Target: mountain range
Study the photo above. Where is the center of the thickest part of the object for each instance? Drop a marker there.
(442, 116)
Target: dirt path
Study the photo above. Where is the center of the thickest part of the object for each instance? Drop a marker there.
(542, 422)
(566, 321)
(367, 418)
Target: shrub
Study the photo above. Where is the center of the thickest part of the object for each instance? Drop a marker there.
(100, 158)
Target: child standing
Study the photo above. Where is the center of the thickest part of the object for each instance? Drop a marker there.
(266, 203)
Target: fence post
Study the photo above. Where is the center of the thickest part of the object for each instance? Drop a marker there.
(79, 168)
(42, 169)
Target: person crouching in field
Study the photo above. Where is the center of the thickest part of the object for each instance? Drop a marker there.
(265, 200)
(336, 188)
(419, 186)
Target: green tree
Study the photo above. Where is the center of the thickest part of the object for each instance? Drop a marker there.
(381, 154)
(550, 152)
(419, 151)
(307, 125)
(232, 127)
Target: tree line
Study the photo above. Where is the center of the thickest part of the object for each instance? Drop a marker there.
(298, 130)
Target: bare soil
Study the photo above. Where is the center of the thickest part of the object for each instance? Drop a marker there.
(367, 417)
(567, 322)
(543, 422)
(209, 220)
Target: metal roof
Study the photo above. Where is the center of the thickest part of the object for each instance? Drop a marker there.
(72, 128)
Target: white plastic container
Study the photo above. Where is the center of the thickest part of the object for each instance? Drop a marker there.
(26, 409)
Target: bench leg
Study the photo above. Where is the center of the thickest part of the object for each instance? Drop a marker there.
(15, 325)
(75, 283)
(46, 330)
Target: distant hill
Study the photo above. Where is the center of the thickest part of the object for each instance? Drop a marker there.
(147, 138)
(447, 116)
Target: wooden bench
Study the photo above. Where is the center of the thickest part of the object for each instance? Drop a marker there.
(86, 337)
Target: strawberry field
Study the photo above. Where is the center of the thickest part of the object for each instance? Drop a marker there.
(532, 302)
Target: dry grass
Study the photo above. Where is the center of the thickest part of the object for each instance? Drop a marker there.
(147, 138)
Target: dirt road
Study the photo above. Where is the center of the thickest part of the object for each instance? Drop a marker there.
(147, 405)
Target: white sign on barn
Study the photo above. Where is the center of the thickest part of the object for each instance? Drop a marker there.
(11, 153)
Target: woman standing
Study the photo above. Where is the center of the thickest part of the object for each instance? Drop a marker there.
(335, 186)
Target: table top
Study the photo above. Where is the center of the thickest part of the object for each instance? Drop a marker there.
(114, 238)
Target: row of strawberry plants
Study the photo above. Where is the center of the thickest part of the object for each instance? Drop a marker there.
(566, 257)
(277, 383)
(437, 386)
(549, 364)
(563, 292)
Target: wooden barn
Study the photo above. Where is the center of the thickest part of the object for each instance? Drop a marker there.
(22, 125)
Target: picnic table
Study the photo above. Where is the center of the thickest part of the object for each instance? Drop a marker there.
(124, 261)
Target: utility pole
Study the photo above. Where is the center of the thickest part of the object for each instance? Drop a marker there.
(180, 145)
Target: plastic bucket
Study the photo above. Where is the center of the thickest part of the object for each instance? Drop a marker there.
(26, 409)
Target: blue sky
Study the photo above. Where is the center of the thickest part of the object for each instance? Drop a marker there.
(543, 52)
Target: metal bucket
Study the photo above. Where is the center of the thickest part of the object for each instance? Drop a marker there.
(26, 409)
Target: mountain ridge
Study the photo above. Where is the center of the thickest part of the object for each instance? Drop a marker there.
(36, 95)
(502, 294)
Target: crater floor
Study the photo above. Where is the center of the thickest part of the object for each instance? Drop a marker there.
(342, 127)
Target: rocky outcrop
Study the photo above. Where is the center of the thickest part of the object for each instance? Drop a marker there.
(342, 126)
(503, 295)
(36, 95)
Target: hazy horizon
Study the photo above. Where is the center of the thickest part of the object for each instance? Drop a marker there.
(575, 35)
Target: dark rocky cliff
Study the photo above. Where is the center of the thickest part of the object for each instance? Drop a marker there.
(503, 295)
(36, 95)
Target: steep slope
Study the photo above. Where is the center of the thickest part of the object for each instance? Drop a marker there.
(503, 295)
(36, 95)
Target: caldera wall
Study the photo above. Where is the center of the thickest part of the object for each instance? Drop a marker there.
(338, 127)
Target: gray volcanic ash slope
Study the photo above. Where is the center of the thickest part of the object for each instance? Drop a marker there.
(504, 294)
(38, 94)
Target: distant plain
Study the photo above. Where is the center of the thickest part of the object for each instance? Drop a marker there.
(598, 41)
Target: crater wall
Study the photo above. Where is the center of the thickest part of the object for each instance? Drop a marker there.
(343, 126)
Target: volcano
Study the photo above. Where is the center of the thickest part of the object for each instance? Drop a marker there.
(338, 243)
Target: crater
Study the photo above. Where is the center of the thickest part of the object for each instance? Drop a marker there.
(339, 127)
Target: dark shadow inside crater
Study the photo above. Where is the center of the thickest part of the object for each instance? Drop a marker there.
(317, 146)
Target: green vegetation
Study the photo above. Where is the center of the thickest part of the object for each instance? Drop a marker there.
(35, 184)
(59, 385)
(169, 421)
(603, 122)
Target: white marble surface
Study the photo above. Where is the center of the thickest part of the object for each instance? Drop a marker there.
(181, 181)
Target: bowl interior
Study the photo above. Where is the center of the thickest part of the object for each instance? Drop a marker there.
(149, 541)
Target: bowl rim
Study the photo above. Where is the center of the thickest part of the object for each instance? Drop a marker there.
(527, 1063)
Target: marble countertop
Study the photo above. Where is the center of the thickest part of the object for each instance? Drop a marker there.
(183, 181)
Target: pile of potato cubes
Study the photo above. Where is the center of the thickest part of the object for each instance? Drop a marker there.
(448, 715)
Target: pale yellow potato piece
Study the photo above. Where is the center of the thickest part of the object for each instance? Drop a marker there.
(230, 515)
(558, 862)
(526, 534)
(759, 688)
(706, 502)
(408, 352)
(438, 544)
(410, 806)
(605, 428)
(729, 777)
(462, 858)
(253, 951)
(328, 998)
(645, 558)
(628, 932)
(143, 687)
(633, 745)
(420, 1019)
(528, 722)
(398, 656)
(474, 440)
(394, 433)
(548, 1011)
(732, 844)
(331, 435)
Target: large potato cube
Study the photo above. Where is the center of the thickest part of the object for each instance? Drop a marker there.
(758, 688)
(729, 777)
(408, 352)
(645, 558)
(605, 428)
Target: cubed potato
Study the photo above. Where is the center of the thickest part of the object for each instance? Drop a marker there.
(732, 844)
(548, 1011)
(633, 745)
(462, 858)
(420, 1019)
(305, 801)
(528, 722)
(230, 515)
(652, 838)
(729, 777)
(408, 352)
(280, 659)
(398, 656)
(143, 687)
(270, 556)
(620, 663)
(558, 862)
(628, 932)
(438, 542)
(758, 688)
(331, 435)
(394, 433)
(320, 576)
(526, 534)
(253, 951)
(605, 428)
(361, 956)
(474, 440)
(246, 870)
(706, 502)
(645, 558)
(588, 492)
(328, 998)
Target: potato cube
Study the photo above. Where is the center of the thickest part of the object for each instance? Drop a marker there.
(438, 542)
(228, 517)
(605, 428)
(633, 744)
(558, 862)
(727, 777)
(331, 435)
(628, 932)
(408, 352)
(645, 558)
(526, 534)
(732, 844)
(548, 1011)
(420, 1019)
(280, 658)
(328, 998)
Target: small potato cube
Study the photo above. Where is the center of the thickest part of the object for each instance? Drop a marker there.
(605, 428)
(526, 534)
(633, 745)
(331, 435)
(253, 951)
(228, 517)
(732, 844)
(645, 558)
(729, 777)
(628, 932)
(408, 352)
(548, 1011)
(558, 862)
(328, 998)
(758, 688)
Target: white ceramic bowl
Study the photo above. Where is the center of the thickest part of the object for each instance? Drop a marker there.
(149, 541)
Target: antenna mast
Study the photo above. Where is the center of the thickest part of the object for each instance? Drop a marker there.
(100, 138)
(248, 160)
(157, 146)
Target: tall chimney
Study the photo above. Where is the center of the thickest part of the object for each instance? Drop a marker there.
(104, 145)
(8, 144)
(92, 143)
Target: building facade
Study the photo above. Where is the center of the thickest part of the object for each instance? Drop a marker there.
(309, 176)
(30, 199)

· · · · · · ·

# [WORK TO COMPLETE]
Retype, in the same exact form, the lines of the material above from the line holding "Target: bench leg" through the line holding "Target: row of strawberry plants".

# [ANSWER FOR THIS EXERCISE]
Target: bench leg
Study the photo above. Where is the center of the thickest part of the object for each instance? Drop a marker there.
(15, 325)
(75, 283)
(46, 330)
Target: distant hill
Study the photo above. Where is the center of the thickest part of the object for each instance? Drop a marker there.
(147, 138)
(447, 116)
Target: wooden bench
Study the photo above. Where is the center of the thickest part of the object for each instance? Drop a marker there.
(86, 337)
Target: strawberry field
Study the photo above. Where is the center of the thickest part of the object for each instance? Drop a marker there.
(532, 302)
Target: dry grass
Study the photo above. Where is the center of the thickest part of the object for each instance? Drop a marker there.
(147, 138)
Target: dirt road
Study the photo above. Where is the center of the thickest part of the object for each instance? Drop a marker there.
(147, 405)
Target: white sign on barn
Study the photo above. Where is the center of the thickest part of the object for each instance? Drop a marker there.
(11, 153)
Target: woman standing
Study the photo above. Where is the center of the thickest part of the object for each instance? Drop a marker there.
(335, 186)
Target: table top
Study the photo above. Where is the center of the thickest part of the object for each instance? Drop a marker there.
(114, 238)
Target: row of strawberry plants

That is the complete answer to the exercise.